Here you must reproduce each line of the data exactly.
BEGIN Task input
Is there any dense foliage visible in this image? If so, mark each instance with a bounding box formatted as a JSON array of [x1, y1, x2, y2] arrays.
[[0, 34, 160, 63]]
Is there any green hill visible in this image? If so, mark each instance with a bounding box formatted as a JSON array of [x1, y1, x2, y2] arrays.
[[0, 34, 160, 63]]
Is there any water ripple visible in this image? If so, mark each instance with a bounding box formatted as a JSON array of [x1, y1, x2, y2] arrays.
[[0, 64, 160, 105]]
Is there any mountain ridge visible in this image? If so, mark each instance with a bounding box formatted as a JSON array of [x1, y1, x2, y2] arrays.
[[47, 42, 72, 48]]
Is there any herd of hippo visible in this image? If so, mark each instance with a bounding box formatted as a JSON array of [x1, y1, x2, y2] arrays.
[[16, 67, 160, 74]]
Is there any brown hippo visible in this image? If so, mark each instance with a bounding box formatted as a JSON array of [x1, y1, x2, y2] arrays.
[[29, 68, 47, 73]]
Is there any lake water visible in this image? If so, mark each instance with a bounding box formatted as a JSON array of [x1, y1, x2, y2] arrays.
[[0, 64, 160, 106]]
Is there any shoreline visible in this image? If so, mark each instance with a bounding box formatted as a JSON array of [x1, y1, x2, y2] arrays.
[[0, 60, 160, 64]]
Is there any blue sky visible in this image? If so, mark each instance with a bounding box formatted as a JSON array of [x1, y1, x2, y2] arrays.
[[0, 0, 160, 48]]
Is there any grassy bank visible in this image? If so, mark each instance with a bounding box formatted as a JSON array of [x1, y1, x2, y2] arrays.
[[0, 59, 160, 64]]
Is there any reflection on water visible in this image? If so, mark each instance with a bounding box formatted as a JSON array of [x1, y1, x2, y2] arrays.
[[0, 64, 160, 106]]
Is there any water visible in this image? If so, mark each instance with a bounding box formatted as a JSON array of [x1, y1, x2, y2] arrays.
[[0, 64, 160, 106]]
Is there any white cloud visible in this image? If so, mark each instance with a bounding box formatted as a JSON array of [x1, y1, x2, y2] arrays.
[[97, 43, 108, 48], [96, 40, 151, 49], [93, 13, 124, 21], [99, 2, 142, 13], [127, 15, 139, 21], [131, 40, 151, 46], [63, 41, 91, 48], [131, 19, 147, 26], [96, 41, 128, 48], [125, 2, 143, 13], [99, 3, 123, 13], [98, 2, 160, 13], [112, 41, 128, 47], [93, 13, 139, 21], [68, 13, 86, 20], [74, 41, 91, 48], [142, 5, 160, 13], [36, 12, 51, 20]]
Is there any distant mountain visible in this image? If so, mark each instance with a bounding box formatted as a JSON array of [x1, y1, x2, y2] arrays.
END Task input
### [Solution for this problem]
Is there any dense foliage visible in this image? If so, mark each instance with a bounding box formatted as a JSON array of [x1, y1, x2, y2] arrays.
[[0, 34, 160, 63]]
Is there any green hill visible in this image? If so, mark each instance with a bounding box formatted as a JSON array of [x1, y1, x2, y2] arrays.
[[0, 34, 160, 63]]
Is there any water ripple visible in this image? If so, mark each instance with a bounding box formatted as a JSON array of [x1, y1, x2, y2] arrays.
[[0, 64, 160, 105]]
Is there any mountain ridge visible in this image? If so, mark each instance with a bounding box formatted as a JSON array of [x1, y1, x2, y2] arrays.
[[47, 42, 72, 48]]
Is there any herd of hippo visible in this image? If so, mark each instance with a bounding box formatted as a JSON array of [x1, y1, x2, y2] arrays.
[[16, 67, 160, 74]]
Is there any brown hippo visible in this image? If so, mark each instance with a bounding box formatted as a JSON array of [x1, y1, x2, y2] arrays.
[[29, 68, 47, 73]]
Is there any lake water visible in this image? If so, mark each instance with a bounding box formatted as a JSON array of [x1, y1, x2, y2] arrays.
[[0, 64, 160, 106]]
Is there any shoreline visible in this image? If so, mark each instance with a bounding box formatted as a JSON array of [x1, y1, x2, y2] arrays.
[[0, 60, 160, 64]]
Is there any blue sky visible in this image? If so, mark each instance with a bounding box formatted as a JSON array of [x1, y1, x2, y2] arrays.
[[0, 0, 160, 48]]
Is there any grassy bank visible in this image? If so, mark each instance with a bounding box formatted as a JSON array of [x1, y1, x2, y2] arrays.
[[0, 59, 160, 64]]
Is there any reflection on water visible in this image? If so, mark each instance with a bounding box formatted as a JSON array of [x1, y1, x2, y2] arrays.
[[0, 64, 160, 106]]
Is there any water visible in this image? If so, mark each instance with a bounding box formatted as a JSON array of [x1, y1, x2, y2] arrays.
[[0, 64, 160, 106]]
Is there any white cloud visible in this image? If so, mark each instance with a bounding box formatted as a JSON array of [x1, y1, x2, y2] arrays.
[[97, 43, 108, 48], [96, 40, 151, 49], [93, 13, 124, 21], [99, 2, 142, 13], [127, 15, 139, 21], [131, 40, 151, 46], [63, 41, 91, 48], [131, 19, 147, 26], [96, 41, 128, 48], [125, 2, 143, 13], [99, 3, 123, 13], [98, 2, 160, 13], [112, 41, 128, 47], [93, 13, 139, 21], [68, 13, 86, 20], [74, 41, 91, 48], [142, 5, 160, 13], [36, 12, 51, 20]]
Is there any distant mountain visible in this image? If so, mark each instance with a bounding box formatted as a JSON array of [x1, y1, x2, y2] arrays.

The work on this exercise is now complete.